Page extract:
24-30 June 2019
(a dialogical monologue) Flavio Rodrigo
Earlier, everyone saw quite clearly that the question of limits would inevitably arise, but the shared decision, among the Moderns at least, had been to ignore that question bravely by a very strange form of disinhibition. One could go ahead and grab land, use it and abuse it, without listening to the prophets of doom, since the ground itself kept more or less quiet!
(Latour, Bruno – Down to Earth)
OUTER ME – What are the boundaries between learning and unlearning?
INNER ME – I do not know, this week I felt that I learned many things, but I don’t know if I unlearned anything. Maybe I was amazed at things like: abundance, empathy, sympathy. Perhaps the idea of unlearning something is located in the way we criticize and question the ways we commonly use to learn. My intuition is that is totally located in the revaluation of the “errors” in the process of learning. I hope to be able to develop this thinking better, for now it’s just a clue that I intend to follow.
INNER ME – How much freedom is there in abundance?

Requests:
A - Copy the passage from the dialogical monologue starting with "(Latour, Bruno –" and going on through "there in abundance?".
B - Carry on the dialogical monologue from the point where it stops.

Data shown:
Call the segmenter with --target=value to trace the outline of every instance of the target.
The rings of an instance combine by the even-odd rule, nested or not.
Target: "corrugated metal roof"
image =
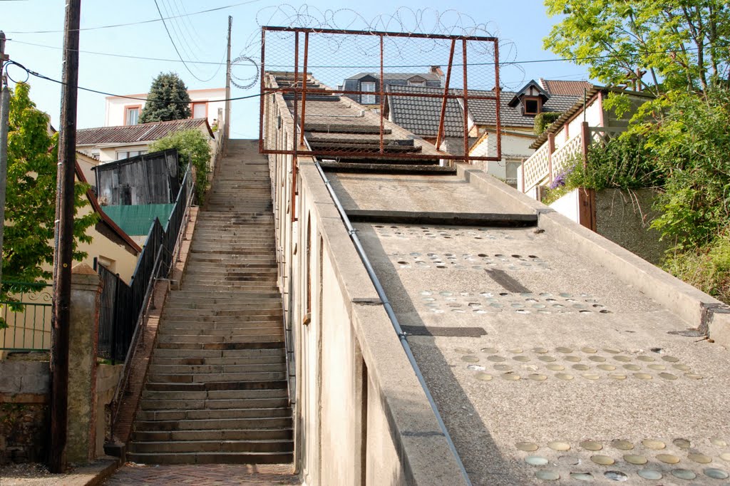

Response list:
A -
(Latour, Bruno – Down to Earth)
OUTER ME – What are the boundaries between learning and unlearning?
INNER ME – I do not know, this week I felt that I learned many things, but I don’t know if I unlearned anything. Maybe I was amazed at things like: abundance, empathy, sympathy. Perhaps the idea of unlearning something is located in the way we criticize and question the ways we commonly use to learn. My intuition is that is totally located in the revaluation of the “errors” in the process of learning. I hope to be able to develop this thinking better, for now it’s just a clue that I intend to follow.
INNER ME – How much freedom is there in abundance?

B -
OUTER ME – There are a lot, this week I could do a lot of things without worrying about having the necessary structure so I could do such things. Freedom consists precisely in being able to be delivered to the universe of things that are beyond basic needs. But I also found plenty of “prison feelings” in the abundance of this week.
INNER ME – How much prison is there in abundance, so?
OUTER ME – I do not know for sure, but all the time I felt like living a fiction. Such abundance holds me still more to reality, after all, everything seems slightly false, artificial. As if it were only the effect of a very powerful drug. As if the abundance only served to remind me that I am not part of this small portion of the elites. But this self-consciousness, in a way, also sets me free to enjoy it while I can. Changing the subject, what about the lake and the Alps?
INNER ME – Unquestionable! Beautiful, challenging! Nature challenged me on many levels of my most recent fears in this week!
OUTER ME – (start laughing)
INNER ME – Why are you laughing? Don’t you think the same?
OUTER ME – No! I mean… Yes, nature is definitely not lacking!
INNER ME – You’re going to write about it? Will you document everything that happened in some way?
OUTER ME – Why are you asking this? I thought you didn’t have any desire of “documenting”.
INNER ME – I’m completely unwilling to document. This probably wont interest to anyone! No one will read this again! Documentation sucks! This is probably going to disappear into the closets in Michelle’s office on the 3rd floor.
OUTER ME – Totally right.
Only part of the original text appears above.